- _Directions_
Word for word, the records below are to be set down again.

Data records:
[Start of Attachment]
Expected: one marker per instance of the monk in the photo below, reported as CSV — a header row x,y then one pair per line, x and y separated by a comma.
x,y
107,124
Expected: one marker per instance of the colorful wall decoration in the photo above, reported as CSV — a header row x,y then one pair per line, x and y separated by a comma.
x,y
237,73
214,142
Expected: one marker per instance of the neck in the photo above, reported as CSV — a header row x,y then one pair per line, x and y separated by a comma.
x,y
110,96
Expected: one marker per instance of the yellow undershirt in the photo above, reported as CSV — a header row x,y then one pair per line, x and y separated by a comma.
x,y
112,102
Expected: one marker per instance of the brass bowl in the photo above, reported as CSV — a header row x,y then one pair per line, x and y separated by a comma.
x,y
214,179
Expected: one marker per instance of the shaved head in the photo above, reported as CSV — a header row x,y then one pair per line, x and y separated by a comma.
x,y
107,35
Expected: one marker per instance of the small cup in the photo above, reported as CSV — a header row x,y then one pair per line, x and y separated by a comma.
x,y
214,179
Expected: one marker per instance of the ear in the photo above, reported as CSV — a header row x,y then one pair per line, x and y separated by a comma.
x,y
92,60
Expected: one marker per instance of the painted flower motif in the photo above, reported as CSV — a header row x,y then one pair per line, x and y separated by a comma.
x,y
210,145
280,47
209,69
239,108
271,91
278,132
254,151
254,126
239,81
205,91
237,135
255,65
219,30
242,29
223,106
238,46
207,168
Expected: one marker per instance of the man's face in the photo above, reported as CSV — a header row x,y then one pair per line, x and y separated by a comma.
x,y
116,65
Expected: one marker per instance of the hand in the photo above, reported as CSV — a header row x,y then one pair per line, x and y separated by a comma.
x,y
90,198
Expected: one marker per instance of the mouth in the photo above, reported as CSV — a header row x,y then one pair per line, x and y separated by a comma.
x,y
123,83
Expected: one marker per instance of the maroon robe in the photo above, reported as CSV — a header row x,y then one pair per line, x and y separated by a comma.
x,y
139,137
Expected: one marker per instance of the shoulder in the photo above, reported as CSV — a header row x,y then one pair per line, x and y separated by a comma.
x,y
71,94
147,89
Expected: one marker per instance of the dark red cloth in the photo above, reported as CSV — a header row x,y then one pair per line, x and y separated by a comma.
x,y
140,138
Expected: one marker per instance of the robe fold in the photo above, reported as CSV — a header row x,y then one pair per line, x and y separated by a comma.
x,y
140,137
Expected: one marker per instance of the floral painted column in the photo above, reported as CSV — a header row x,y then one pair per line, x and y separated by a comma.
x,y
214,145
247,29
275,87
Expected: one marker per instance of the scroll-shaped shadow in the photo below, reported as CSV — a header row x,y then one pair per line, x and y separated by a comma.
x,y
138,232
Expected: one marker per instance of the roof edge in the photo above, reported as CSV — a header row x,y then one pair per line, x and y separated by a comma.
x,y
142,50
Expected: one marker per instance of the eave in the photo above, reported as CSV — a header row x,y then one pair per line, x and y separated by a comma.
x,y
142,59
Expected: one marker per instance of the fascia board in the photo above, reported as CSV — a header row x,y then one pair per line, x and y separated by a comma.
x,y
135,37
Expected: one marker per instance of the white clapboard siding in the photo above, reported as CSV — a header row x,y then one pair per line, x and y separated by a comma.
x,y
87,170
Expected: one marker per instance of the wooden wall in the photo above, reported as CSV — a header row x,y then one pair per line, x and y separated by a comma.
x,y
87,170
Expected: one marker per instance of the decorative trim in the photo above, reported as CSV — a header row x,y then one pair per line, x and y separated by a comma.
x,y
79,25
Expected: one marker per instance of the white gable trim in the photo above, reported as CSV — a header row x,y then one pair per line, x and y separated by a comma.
[End of Attachment]
- _Response box_
Expected: one marker per instance of the monk in the photo below, reported as CSV — a header row x,y then one pair per line, x and y separated by a comma.
x,y
107,124
Expected: one marker per instance of the colorful wall decoration in the photo above, reported as CSV — a header row x,y then one pair per line, x and y separated by a comma.
x,y
237,73
214,142
Expected: one marker per instance of the neck in the photo above, reported as CSV — a header row x,y then one pair per line, x and y separated by a comma.
x,y
110,96
Expected: one marker per instance of the yellow undershirt in the photo above, reported as CSV — a header row x,y then one pair per line, x and y separated by a comma.
x,y
112,102
Expected: one marker per instance of the brass bowl in the photo above, reported as CSV — a header row x,y then one pair per line, x and y separated by a comma.
x,y
214,179
Expected: one marker per instance of the shaved head in the photo above, reported as CSV — a header row x,y then one pair per line, x and y separated by a comma.
x,y
107,35
Expected: one marker per instance of the small cup in the photo above, reported as CSV — a header row x,y then one pair per line, x and y separated by a comma.
x,y
214,179
Expected: one marker per instance of the ear in the photo above, reported as CSV — a header row x,y then one pair per line, x and y separated by a comma.
x,y
92,60
Expected: one marker per instance of the painted flower motif in the photo above, reported as CSV — a header row x,y then one pair per line, x and y separated by a comma.
x,y
210,145
280,47
209,69
239,108
271,91
278,132
254,151
254,126
239,81
205,91
237,135
255,65
219,30
242,29
223,106
238,46
207,168
Expected: one marker per instance of the man's face in the photo above, reported as CSV — a header row x,y then one pair per line, x and y separated by a comma.
x,y
116,65
Expected: one marker per instance of the hand in the photo above, reported as CSV — a header row x,y then one pair per line, x and y separated by a comma.
x,y
90,198
Expected: one marker per instance of the mouth in the photo above, reported as CSV — a header row x,y then one pair per line, x and y separated by a comma.
x,y
123,83
Expected: one marker per instance of the maroon robe in the photo above, reported as CSV — a header row x,y then one pair per line, x and y separated by a comma.
x,y
139,137
Expected: one marker per instance of the shoulder in the photo above, reported as CSV — a header row x,y then one pair per line, x and y separated by a comma.
x,y
71,94
147,89
Expected: one marker per instance of the dark red cloth in the photo above, reported as CSV — a header row x,y then one pair per line, x and y separated by a comma.
x,y
140,138
Expected: one marker per instance of the robe fold in the photo above, reported as CSV — a header row x,y then one pair per line, x and y separated by a comma.
x,y
140,137
Expected: one marker per instance of the floral painted column in the photo above, reported as CSV — a header row x,y then one pair per line, x and y separated by a comma.
x,y
214,145
247,29
275,87
Expected: one marker per instance of the scroll-shaped shadow in the photo below, reported as CSV — a header row x,y then one pair per line, x and y separated by a comma.
x,y
138,232
Expected: one marker per instance of the roof edge in the photo above, reported as CSV — a header row x,y then one pair per line, x and y separated by a comma.
x,y
142,50
Expected: one marker per instance of the eave in the photo above, reported as CSV — a header row x,y then one pair per line, x and y separated by a comma.
x,y
142,59
Expected: one marker per instance of the fascia board in the photo above, reported as CSV — a header row x,y then one pair per line, x and y separated by a comma.
x,y
135,37
Expected: one marker per instance of the white clapboard siding in the photo above, reported as CSV — a header row x,y then one pair per line, x and y separated by a comma.
x,y
87,170
Expected: one marker per instance of the wooden wall in the photo above, reported as CSV — a header row x,y then one pair per line, x and y separated by a comma.
x,y
87,170
Expected: one marker per instance of the decorative trim in the photo above, reported as CSV — a header row x,y then one pair per line, x and y separated by a comma.
x,y
79,25
Expected: one marker per instance of the white gable trim in the photo above, reported as CSV — a header row x,y then one pair per line, x and y separated by a comma.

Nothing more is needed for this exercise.